• Извлечённый текст:
"""

Опять площадь. Милая барышня в pince-nez, моя помощница, улыбается. Я благодарю ее и сжимаю обеими руками ее маленькую, холодную ручку.
Вот и все. Спасибо за Ваши письма, за письма и за сон. Милый Чародей, непременно приезжайте в Тарусу. Многое, многое Вам расскажу.
Впервые —
1910
1-10. B.K. Генерозовой
Конечно, Валя, так и нужно было ожидать. Все хорошее кончается всегда. Сошлись на мгновенья, взялись за руки, посмотрели друг другу в глаза и прочли там, я думаю, хорошие слова. Вы такая чуткая и нежная! Лучше Вас друга не найду никогда. Думаю о Вас и тоскую и желаю Вам быть счастливой, как только можно быть. А я пойду одна на борьбу, пойду нерадостная. Кто знает? Может быть, мы еще встретимся с Вами в жизни, может быть, заглянув друг другу в глаза, рассмеемся и скажем: «Да, это та!!» Все возможно. А теперь мы ничего не знаем. Будущее скрыто. Как хотелось бы крепко прижаться к Вам и «завыть». Эх!..

"""

• Исходные данные:
"""

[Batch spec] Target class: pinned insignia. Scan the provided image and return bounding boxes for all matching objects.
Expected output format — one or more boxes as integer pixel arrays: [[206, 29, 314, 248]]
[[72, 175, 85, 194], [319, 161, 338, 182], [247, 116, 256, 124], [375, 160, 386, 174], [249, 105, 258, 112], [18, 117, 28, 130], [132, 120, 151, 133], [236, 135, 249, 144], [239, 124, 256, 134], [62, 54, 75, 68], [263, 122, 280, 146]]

"""

• Список заданий:
1 > Ответьте по извлечённому тексту:
(a) Кем приходится пишущему милая барышня в pince-nez?
(b) В какое место пишущий зовёт приехать Чародея?
(c) Каким именем пишущий называет адресата письма Генерозовой?
2 > Продублируйте из извлечённого текста всё, от слов «Опять площадь. Милая» и вниз до слов «многое Вам расскажу.».

• Ответы по порядку:
1 >
(a) Помощницей.
(b) В Тарусу.
(c) Валя.

2 >
Опять площадь. Милая барышня в pince-nez, моя помощница, улыбается. Я благодарю ее и сжимаю обеими руками ее маленькую, холодную ручку.
Вот и все. Спасибо за Ваши письма, за письма и за сон. Милый Чародей, непременно приезжайте в Тарусу. Многое, многое Вам расскажу.